-- Opening Marker --

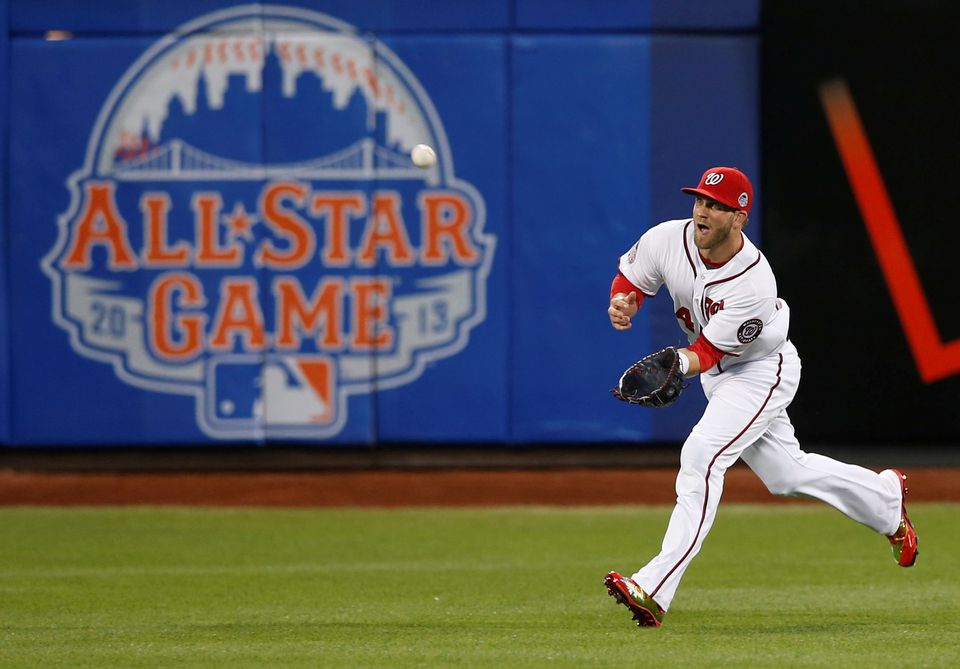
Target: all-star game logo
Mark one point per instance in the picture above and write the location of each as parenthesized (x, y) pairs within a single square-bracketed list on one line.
[(248, 228)]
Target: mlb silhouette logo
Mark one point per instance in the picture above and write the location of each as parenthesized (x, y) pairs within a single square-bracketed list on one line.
[(253, 393)]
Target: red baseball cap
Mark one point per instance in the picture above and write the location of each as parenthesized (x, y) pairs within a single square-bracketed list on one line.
[(726, 185)]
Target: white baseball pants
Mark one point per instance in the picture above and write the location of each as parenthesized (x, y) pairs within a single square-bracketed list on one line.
[(746, 417)]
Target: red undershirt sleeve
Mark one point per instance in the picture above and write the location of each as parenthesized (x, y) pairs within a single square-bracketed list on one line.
[(621, 284), (708, 353)]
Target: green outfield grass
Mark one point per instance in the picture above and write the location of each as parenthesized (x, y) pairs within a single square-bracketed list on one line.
[(775, 586)]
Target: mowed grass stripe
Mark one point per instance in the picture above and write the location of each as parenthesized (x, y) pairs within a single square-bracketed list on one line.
[(775, 586)]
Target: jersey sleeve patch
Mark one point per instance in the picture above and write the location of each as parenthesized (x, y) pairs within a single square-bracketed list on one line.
[(749, 330)]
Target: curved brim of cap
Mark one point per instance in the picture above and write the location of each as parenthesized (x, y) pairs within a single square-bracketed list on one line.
[(712, 196)]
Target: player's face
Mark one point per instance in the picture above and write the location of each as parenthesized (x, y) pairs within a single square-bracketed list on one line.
[(715, 224)]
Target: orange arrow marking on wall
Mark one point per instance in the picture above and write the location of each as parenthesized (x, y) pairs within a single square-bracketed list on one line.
[(934, 359)]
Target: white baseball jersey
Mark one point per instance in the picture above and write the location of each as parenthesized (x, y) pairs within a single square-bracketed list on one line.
[(734, 306)]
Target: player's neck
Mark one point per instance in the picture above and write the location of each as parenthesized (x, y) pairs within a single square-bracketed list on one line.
[(718, 256)]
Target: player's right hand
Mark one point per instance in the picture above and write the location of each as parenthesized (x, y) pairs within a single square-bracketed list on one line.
[(623, 307)]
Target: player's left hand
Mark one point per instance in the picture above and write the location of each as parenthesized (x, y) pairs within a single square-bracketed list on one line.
[(622, 309)]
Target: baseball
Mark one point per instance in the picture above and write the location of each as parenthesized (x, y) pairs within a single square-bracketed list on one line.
[(423, 156)]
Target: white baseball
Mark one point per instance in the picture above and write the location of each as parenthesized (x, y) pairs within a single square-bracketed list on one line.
[(423, 156)]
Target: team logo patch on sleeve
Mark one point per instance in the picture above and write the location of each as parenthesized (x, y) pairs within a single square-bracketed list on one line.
[(749, 330)]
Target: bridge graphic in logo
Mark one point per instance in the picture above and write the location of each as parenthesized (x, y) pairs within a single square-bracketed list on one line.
[(248, 229)]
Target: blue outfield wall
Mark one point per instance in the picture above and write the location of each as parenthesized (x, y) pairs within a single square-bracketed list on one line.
[(214, 233)]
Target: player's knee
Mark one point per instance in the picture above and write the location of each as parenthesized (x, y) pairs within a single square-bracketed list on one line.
[(780, 487)]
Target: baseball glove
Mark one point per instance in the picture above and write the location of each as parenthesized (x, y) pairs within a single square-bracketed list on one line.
[(654, 381)]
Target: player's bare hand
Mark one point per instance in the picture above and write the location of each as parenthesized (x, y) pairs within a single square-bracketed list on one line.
[(623, 307)]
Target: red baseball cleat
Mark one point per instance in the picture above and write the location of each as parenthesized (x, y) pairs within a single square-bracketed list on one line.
[(646, 612), (904, 540)]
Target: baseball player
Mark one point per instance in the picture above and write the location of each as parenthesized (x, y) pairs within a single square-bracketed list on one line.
[(725, 300)]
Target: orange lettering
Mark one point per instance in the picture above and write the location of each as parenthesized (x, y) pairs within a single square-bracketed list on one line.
[(206, 208), (99, 223), (157, 254), (369, 317), (165, 330), (288, 225), (324, 307), (337, 236), (385, 229), (445, 223), (238, 315)]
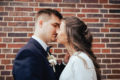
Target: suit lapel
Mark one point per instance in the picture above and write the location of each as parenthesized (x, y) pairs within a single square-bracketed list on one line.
[(38, 46)]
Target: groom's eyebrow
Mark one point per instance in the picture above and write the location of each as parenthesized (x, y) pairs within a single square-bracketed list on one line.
[(56, 24)]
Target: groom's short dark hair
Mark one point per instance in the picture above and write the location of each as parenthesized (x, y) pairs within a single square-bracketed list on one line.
[(49, 12)]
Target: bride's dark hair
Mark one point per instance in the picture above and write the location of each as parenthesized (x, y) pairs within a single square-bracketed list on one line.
[(79, 36)]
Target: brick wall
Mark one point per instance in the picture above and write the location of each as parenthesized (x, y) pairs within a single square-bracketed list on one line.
[(101, 16)]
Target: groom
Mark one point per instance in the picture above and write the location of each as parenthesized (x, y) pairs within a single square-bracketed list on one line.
[(31, 61)]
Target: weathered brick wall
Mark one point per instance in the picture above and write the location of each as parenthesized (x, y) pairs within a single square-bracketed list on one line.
[(101, 16)]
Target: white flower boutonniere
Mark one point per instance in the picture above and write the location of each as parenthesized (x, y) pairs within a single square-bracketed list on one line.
[(52, 61)]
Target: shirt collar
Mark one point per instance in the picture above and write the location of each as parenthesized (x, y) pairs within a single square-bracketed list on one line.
[(43, 44)]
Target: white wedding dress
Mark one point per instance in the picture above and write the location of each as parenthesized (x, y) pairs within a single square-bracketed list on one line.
[(79, 67)]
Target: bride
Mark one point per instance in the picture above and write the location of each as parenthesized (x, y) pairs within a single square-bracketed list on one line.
[(75, 36)]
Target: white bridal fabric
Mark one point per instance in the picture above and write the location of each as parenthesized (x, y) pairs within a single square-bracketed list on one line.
[(77, 69)]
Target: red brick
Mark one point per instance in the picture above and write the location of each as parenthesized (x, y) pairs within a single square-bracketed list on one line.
[(57, 50), (57, 0), (20, 39), (106, 40), (81, 5), (1, 8), (68, 14), (37, 9), (5, 61), (115, 60), (113, 77), (103, 1), (10, 56), (106, 61), (15, 50), (89, 1), (15, 45), (9, 78), (18, 13), (43, 0), (90, 10), (7, 40), (8, 29), (91, 20), (23, 19), (30, 34), (112, 25), (71, 10), (111, 6), (102, 66), (99, 45), (2, 45), (1, 68), (58, 9), (24, 0), (114, 20), (23, 9), (33, 4), (112, 55), (9, 67), (3, 23), (112, 16), (18, 4), (2, 56), (81, 15), (94, 6), (116, 71), (6, 50), (9, 8), (106, 71)]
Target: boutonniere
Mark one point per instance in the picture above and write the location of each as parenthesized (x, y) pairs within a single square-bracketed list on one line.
[(52, 61)]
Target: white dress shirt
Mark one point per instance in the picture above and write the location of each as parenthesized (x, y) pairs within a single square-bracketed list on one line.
[(41, 42), (79, 67)]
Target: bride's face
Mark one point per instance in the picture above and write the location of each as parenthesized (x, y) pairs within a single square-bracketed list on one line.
[(62, 36)]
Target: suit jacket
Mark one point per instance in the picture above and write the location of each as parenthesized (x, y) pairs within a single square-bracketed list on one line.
[(31, 63)]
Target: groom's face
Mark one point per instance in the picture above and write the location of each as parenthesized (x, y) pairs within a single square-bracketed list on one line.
[(50, 28)]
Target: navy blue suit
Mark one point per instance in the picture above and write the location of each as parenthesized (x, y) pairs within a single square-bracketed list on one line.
[(31, 63)]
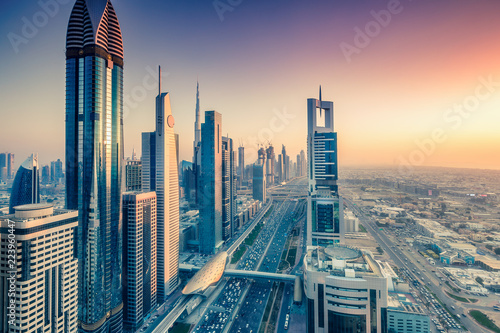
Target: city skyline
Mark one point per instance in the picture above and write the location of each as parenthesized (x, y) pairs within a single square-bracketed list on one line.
[(239, 58)]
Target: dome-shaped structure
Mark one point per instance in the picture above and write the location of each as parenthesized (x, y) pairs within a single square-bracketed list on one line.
[(94, 23), (207, 275)]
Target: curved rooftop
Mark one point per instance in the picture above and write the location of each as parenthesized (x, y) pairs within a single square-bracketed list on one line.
[(341, 252), (94, 23), (207, 275)]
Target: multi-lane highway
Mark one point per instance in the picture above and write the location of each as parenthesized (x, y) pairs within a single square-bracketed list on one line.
[(401, 260)]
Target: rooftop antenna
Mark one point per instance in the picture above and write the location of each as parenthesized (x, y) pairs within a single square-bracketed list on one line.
[(159, 80)]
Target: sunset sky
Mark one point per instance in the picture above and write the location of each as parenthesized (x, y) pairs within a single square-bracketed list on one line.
[(422, 87)]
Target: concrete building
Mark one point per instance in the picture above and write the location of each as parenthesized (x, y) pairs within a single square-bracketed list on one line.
[(47, 270), (405, 316), (139, 258), (26, 186), (346, 291), (271, 158), (228, 188), (133, 175), (241, 166), (211, 180), (325, 217), (94, 158), (160, 174), (259, 182)]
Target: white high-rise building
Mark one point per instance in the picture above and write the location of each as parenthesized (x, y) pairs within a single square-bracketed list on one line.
[(160, 174), (46, 283), (325, 218)]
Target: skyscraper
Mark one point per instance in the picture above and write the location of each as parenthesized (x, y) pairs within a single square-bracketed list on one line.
[(160, 174), (94, 158), (133, 175), (45, 174), (259, 182), (197, 151), (303, 161), (10, 166), (210, 227), (3, 167), (270, 166), (325, 218), (139, 257), (47, 271), (241, 165), (26, 186), (228, 188)]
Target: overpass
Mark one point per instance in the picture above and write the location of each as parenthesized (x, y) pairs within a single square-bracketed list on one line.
[(244, 274), (259, 275)]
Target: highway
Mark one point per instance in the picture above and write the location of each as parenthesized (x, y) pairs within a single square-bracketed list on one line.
[(399, 259)]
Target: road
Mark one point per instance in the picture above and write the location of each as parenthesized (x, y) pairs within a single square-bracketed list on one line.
[(398, 258)]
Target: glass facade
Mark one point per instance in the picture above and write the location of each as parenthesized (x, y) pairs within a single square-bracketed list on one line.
[(346, 323), (26, 186), (94, 155)]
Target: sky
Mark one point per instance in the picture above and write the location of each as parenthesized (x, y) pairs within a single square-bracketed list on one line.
[(413, 82)]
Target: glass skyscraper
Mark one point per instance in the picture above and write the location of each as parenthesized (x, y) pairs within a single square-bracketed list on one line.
[(210, 227), (94, 155), (26, 186), (325, 218)]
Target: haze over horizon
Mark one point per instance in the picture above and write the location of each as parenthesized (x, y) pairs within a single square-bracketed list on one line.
[(418, 87)]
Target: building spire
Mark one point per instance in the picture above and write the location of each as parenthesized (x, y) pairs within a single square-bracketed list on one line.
[(197, 125), (159, 80)]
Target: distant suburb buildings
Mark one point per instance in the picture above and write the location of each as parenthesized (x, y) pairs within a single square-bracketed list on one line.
[(94, 157), (325, 225), (47, 270)]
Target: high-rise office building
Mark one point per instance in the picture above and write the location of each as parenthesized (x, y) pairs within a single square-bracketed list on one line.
[(228, 188), (94, 158), (10, 165), (325, 217), (270, 166), (133, 175), (241, 165), (303, 166), (56, 172), (160, 174), (259, 182), (26, 186), (298, 171), (346, 290), (3, 167), (139, 257), (148, 161), (47, 271), (210, 227), (45, 174), (196, 170)]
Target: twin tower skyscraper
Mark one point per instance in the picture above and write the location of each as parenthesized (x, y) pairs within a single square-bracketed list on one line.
[(94, 159)]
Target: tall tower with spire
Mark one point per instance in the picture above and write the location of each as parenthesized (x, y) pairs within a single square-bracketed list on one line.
[(325, 217), (94, 159), (197, 150), (197, 124), (160, 174)]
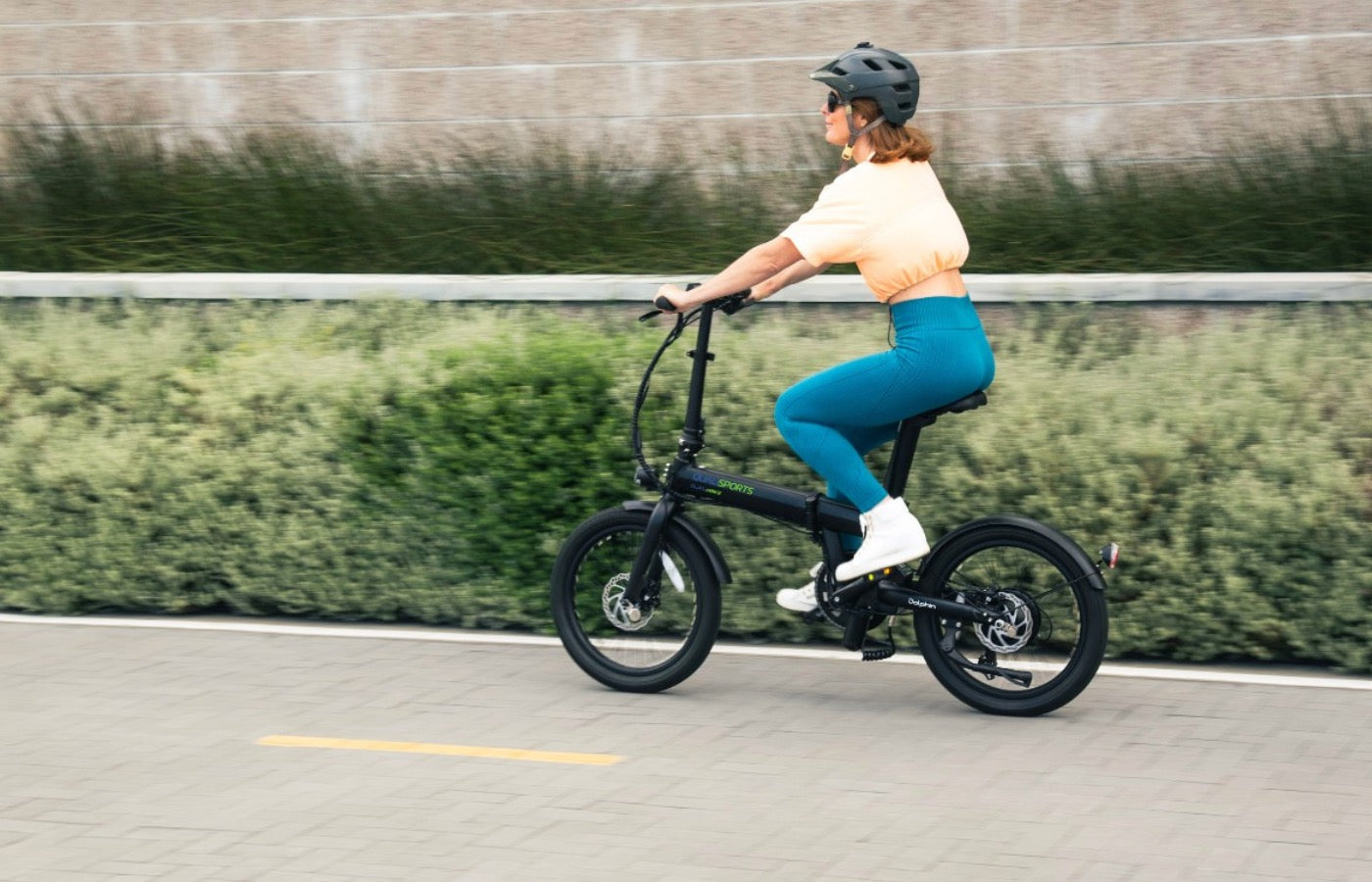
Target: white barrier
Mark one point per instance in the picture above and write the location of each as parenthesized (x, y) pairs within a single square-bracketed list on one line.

-- Closing Marker --

=== WORK TO COMPLETE ===
Copy out all lines above holding "jersey".

=== PROBLEM SOLUTION ===
Target: jersey sleeve patch
Target: white baseball jersey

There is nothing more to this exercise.